[Passage shown]
● ● ● ● ● ● ●
The volume matters, but so does the recency and consistency. A burst of reviews from two years ago is weaker than steady, recent reviews that confirm the company is active and relevant.
6. Content architecture
The way your content is structured affects whether models can extract useful answers from it. Content that mirrors how people ask AI questions — with clear H2 headings, self-contained sections, and direct answers — is more likely to be surfaced and cited.
An article titled "7 Signs Your Startup Needs a Fractional CFO" with clear, numbered sections directly maps to how buyers query AI tools. An article titled "Thoughts on Financial Strategy" with rambling paragraphs does not.
Why your competitor appears and you do not
When we audit companies that are invisible to AI, the pattern is almost always the same: they have a website and maybe a LinkedIn page, but nothing else. No Wikidata entry. No Crunchbase profile. No schema markup. No G2 reviews. No community presence. No third-party citations.
Their competitor, meanwhile, has built — often by accident rather than strategy — a signal footprint across multiple sources. The competitor has been mentioned in a few Reddit threads, has a Crunchbase profile from a funding announcement, has 30 G2 reviews, and has an About page that clearly states what they do.
The gap is rarely about quality of service. It is about quantity and quality of signal.
How to audit your own signal footprint
Start with a simple test. Open ChatGPT, Claude, and Perplexity in fresh, unpersonalised sessions. Ask each one to recommend a company in your category for your target customer in your geography. Do this with five different phrasings. Record who gets named.
Then check your signal sources:
- Do you have a Wikidata entry?
- Is your Crunchbase profile complete and current?
- Does your website have Organization and Service schema markup?
- Is your About page written in encyclopedic, third-person style?
- Do you have a
robots.txtthat allows AI crawlers (GPTBot, Claude-Web, PerplexityBot)? - Do you have reviews on G2, Capterra, or Trustpilot?
- Has your company been mentioned in Reddit threads relevant to your category?
- Do you have third-party citations (press, podcasts, guest articles)?
Every "no" on that list is a missing signal that your competitors may already have in place.
NamedBy offers a free AI visibility check that benchmarks your company against competitors across ChatGPT, Claude, and Perplexity. It takes two minutes and shows you exactly where you stand.
Frequently asked questions
Can I pay to be recommended by AI?
No. As of 2026, there is no advertising product that places your company in AI-generated recommendations on ChatGPT, Claude, or Perplexity's core chat interface. Recommendations are determined by the model's training data, retrieval sources, and the strength of your entity signals across the web. This is why organic signal building is the only path to AI visibility.
Which signal matters most for AI recommendations?
Entity definition is the foundation. If a language model does not recognise your company as a distinct entity, no amount of content or reviews will help. Start with a clear entity definition (About page, Wikidata, Crunchbase, Schema markup), then build outward to reviews, citations, and community presence.
Do different AI platforms weight signals differently?
Yes. Perplexity uses real-time web retrieval, so structured data and recently published content have more immediate impact. ChatGPT and Claude rely more heavily on training data, so signals embedded in widely-distributed text (reviews, community discussions, publications) carry more weight. A comprehensive approach optimises for all three.
How quickly can I start appearing in AI recommendations?
Changes that affect real-time retrieval (structured data, unblocking AI crawlers, creating llm.txt) can show effects within days to weeks. Changes that affect training data (community mentions, reviews, publications) take longer and typically compound over 2-3 months. Most companies see their first measurable improvement within 30-60 days of systematic implementation.
● ● ● ● ● ● ●
[Data excerpts]
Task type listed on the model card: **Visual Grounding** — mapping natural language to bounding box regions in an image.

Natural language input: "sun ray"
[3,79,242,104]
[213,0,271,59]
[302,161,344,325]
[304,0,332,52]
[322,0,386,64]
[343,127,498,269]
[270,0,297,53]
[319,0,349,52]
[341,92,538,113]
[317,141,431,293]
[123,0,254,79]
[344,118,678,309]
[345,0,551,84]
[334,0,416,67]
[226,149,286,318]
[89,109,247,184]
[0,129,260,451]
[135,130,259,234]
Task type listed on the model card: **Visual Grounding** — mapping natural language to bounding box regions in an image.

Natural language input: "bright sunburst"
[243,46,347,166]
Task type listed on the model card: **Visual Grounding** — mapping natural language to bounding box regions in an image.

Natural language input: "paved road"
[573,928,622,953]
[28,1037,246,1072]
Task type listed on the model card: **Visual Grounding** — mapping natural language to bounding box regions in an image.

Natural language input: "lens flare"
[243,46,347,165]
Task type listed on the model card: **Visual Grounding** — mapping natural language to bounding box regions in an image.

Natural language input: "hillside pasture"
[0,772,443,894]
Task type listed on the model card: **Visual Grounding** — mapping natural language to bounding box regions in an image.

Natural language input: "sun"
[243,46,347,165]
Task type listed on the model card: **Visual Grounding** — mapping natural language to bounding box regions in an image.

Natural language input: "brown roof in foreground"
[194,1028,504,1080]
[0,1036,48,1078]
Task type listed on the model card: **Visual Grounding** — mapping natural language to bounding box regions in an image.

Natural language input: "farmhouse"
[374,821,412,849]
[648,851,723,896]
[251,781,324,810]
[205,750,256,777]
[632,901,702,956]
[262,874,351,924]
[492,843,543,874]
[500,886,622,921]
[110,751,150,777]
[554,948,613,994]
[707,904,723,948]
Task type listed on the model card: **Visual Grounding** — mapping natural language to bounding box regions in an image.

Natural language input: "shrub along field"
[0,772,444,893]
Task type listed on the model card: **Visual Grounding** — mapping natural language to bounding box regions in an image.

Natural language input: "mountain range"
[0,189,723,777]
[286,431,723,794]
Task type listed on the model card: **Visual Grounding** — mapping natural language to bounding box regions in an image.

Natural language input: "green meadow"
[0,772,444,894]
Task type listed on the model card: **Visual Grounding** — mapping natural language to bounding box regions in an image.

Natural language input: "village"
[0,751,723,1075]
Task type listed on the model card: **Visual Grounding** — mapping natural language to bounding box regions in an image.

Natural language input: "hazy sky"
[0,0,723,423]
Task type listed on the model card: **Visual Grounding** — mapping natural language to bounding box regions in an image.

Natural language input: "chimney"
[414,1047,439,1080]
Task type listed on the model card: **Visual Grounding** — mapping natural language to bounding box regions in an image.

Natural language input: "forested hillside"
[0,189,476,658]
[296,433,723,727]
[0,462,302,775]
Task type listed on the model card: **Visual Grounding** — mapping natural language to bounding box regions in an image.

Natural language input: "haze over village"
● ● ● ● ● ● ●
[Task brief] In the article on AI recommendation signals, reproduce everything from "6. Content architecture" down to "surfaced and cited.", changing "H2 headings" to "second-level headings".

[Result for this exercise]
6. Content architecture
The way your content is structured affects whether models can extract useful answers from it. Content that mirrors how people ask AI questions — with clear second-level headings, self-contained sections, and direct answers — is more likely to be surfaced and cited.